Part of a data file
·····

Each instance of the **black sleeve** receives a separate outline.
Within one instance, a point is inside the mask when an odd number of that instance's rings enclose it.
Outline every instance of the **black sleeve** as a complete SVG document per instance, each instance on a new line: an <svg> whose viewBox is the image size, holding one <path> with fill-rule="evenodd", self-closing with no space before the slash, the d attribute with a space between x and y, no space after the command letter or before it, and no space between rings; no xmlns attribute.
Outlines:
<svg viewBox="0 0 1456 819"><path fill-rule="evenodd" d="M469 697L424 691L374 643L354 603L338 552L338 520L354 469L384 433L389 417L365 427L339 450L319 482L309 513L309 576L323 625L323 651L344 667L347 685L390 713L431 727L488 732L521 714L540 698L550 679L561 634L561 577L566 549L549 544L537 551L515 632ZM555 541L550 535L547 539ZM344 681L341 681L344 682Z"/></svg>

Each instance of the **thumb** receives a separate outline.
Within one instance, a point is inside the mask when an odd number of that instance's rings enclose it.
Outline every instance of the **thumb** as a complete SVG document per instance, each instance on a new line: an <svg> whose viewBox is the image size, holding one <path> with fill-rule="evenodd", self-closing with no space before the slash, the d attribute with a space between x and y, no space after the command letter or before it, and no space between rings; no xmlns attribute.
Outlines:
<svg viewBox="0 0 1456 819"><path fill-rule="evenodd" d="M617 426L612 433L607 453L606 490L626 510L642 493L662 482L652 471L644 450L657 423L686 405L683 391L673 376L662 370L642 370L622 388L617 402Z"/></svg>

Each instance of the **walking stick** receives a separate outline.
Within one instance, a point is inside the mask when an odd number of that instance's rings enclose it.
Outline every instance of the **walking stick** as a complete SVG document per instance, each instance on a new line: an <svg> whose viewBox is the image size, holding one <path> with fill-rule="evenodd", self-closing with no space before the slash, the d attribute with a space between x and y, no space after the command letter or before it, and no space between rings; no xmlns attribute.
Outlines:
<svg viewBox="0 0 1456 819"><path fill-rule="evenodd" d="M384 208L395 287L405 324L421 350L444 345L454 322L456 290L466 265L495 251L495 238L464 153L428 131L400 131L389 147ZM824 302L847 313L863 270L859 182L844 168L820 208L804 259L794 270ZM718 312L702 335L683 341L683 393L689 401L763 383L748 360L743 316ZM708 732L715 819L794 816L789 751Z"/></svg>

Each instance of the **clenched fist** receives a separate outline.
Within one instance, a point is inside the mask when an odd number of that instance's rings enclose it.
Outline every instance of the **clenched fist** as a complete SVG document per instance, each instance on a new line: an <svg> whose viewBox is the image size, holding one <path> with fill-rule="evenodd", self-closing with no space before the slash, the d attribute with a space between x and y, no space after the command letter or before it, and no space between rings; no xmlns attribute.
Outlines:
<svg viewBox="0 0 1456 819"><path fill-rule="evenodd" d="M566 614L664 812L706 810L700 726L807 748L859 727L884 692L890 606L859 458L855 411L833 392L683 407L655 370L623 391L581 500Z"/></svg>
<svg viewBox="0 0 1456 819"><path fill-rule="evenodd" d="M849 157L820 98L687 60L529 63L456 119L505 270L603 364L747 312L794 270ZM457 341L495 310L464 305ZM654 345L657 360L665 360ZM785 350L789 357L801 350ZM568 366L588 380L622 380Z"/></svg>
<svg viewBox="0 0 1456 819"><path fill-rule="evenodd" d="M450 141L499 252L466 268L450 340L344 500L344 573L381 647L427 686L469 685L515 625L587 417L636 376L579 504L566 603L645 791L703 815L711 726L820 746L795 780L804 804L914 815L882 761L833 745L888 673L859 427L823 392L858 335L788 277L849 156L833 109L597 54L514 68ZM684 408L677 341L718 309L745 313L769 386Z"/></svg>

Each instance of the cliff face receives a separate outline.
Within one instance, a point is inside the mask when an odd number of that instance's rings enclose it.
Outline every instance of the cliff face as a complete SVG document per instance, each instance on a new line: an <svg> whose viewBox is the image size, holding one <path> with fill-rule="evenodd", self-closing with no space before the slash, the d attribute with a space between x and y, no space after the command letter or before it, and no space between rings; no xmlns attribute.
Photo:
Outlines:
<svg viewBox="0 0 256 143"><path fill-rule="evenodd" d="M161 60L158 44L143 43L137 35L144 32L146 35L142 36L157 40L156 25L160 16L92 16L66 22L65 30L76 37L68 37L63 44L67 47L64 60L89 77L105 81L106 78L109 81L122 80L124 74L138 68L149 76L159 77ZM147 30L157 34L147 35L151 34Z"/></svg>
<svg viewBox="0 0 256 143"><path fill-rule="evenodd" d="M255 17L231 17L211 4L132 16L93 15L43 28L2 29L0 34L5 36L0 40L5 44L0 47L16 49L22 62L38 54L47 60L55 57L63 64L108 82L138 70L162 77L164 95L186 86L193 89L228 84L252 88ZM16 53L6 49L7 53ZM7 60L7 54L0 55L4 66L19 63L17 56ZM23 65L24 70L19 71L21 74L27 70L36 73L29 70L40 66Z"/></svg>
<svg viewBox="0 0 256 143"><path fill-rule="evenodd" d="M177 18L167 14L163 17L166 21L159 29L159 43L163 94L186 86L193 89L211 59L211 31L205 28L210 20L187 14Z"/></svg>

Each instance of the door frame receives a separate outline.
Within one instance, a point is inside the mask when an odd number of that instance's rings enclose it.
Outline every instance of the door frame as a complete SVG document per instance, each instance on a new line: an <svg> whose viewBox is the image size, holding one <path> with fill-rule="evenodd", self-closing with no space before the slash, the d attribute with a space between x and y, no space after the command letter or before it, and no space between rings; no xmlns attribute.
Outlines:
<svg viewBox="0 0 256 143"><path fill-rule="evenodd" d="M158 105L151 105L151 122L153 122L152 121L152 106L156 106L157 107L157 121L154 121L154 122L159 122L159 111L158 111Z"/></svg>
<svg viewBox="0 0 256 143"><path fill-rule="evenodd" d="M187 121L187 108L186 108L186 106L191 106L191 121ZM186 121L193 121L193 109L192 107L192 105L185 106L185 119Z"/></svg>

·····

* Written instruction:
Reproduce the rows above, substituting "gets its own outline" for each occurrence of "receives a separate outline" and leaving everything else as it is.

* Task answer:
Each instance of the **black sleeve** gets its own outline.
Within one instance, a point is inside the mask when an odd number of that instance's rings enclose it.
Outline every instance of the **black sleeve** as a complete SVG document per instance, each instance on a new line: an <svg> whose viewBox is the image size, holding one <path> with fill-rule="evenodd", self-closing with no space before the slash, the d attribute with a space between x and y, no space after the command letter or before it, and no space between rings; no xmlns attribute.
Outlines:
<svg viewBox="0 0 1456 819"><path fill-rule="evenodd" d="M469 697L424 691L374 643L354 603L338 552L338 520L354 469L384 433L389 417L365 427L339 450L319 482L309 513L309 576L323 625L323 651L344 667L347 685L390 713L431 727L488 732L521 714L540 698L550 679L561 634L561 577L566 549L549 544L537 551L515 632ZM555 541L550 535L547 539ZM344 681L341 681L344 682Z"/></svg>

Each instance of the **thumb** gets its own outline.
Within one instance, a point is inside the mask when an odd number of that instance's rings enclose it.
Outline every instance of the **thumb** as a complete SVG document per instance, each instance on a new line: an <svg> whose viewBox is the image size, holding one <path> with fill-rule="evenodd", self-closing with no space before the slash, the d attribute with a space between x and y, no space after the command letter or before it, and no space between rings; no xmlns attribute.
Outlines:
<svg viewBox="0 0 1456 819"><path fill-rule="evenodd" d="M617 426L612 433L607 453L606 490L626 510L642 493L662 482L652 471L644 450L657 423L686 405L683 391L673 376L662 370L642 370L622 388L617 402Z"/></svg>

Each instance of the **walking stick** gets its own outline.
Within one instance, a point is inside the mask when an odd number of that instance's rings enclose it.
Outline every instance of the **walking stick** as a complete SVG document per instance, each instance on a new line: an <svg> whose viewBox is the image size, holding one <path> with fill-rule="evenodd", self-closing with no space before the slash, the d attribute with a space between x and y, no space after the command letter or before it, and no space between rings; no xmlns attribute.
Outlines:
<svg viewBox="0 0 1456 819"><path fill-rule="evenodd" d="M384 208L395 287L405 324L421 350L444 345L454 322L456 290L466 265L495 251L495 238L464 153L428 131L400 131L389 147ZM824 302L847 313L863 270L859 182L844 168L820 208L804 259L794 270ZM718 312L702 335L683 341L683 393L689 401L763 383L748 360L743 316ZM708 732L715 819L794 816L789 751Z"/></svg>

Each instance of the **clenched fist** gets its own outline.
Within one instance, a point is inside the mask when an odd number of that instance's rings enclose it.
Outline every instance of the **clenched fist** as a complete SVG document per instance, each instance on a new line: an <svg> whose viewBox is the image size, holding one <path> with fill-rule="evenodd", self-closing with no space before the slash, the d attribute with a space between x and y, no space after the command letter or before it, and no space between rings; no xmlns attribute.
Outlines:
<svg viewBox="0 0 1456 819"><path fill-rule="evenodd" d="M566 614L664 812L706 810L700 726L807 748L859 727L884 692L890 606L859 458L855 411L833 392L683 407L655 370L623 391L581 500Z"/></svg>
<svg viewBox="0 0 1456 819"><path fill-rule="evenodd" d="M849 157L820 98L687 60L529 63L456 119L505 270L603 364L747 312L794 270ZM457 341L495 310L464 305ZM654 345L657 360L665 360ZM785 350L789 357L801 350ZM568 366L588 380L622 380Z"/></svg>
<svg viewBox="0 0 1456 819"><path fill-rule="evenodd" d="M450 141L499 252L466 268L450 340L344 500L344 573L381 647L427 686L469 685L515 625L587 417L636 376L579 504L566 603L645 791L703 815L711 726L820 746L795 780L804 804L914 815L882 761L833 745L888 673L859 427L823 392L858 335L788 277L849 156L833 109L597 54L514 68ZM684 408L677 341L718 309L745 313L769 386Z"/></svg>

Each instance of the cliff face gets its own outline.
Within one instance, a point is inside the mask when an odd number of that instance's rings enclose it.
Outline every instance of the cliff face as a complete SVG document per instance, each instance on a new line: an <svg> whose viewBox is the image size, holding one <path> with fill-rule="evenodd", self-closing with no space before the slash, the d attribute with a space between x and y, no space after the command letter or before it, and no space between rings; no xmlns attribute.
Photo:
Outlines:
<svg viewBox="0 0 256 143"><path fill-rule="evenodd" d="M161 60L158 44L143 43L137 35L144 32L146 35L142 36L157 40L156 25L160 16L92 16L66 22L65 30L76 37L68 37L63 44L67 47L64 60L89 77L105 81L106 78L109 81L122 80L124 74L138 68L149 76L159 77ZM147 30L157 34L147 35L151 34Z"/></svg>
<svg viewBox="0 0 256 143"><path fill-rule="evenodd" d="M255 17L231 17L211 4L132 16L93 15L43 28L2 29L0 34L5 36L0 40L5 44L0 47L16 49L22 62L38 54L47 60L55 57L63 64L108 82L138 70L162 77L164 95L186 86L193 89L228 84L252 88ZM16 53L6 49L7 53ZM7 60L7 54L0 55L4 66L19 63L17 56ZM23 65L24 70L19 71L21 74L27 70L36 73L29 70L40 66Z"/></svg>
<svg viewBox="0 0 256 143"><path fill-rule="evenodd" d="M177 18L167 14L163 17L166 21L159 29L159 43L163 94L186 86L193 89L211 59L211 31L205 28L210 20L187 14Z"/></svg>

Each instance of the door frame gets its own outline.
Within one instance, a point is inside the mask when an odd number of that instance's rings enclose it.
Outline every instance of the door frame as a complete SVG document per instance, each instance on a new line: an <svg> whose viewBox is the image size, holding one <path> with fill-rule="evenodd", self-closing with no space before the slash, the d attribute with a space between x and y, no space after the command letter or before it, and no space between rings; no xmlns attribute.
Outlines:
<svg viewBox="0 0 256 143"><path fill-rule="evenodd" d="M158 105L151 105L151 122L153 122L152 121L152 106L156 106L157 107L157 121L154 121L154 122L159 122L159 111L158 111Z"/></svg>
<svg viewBox="0 0 256 143"><path fill-rule="evenodd" d="M187 121L187 108L186 108L186 106L191 106L191 121ZM186 121L193 121L193 109L192 107L192 105L185 106L185 119Z"/></svg>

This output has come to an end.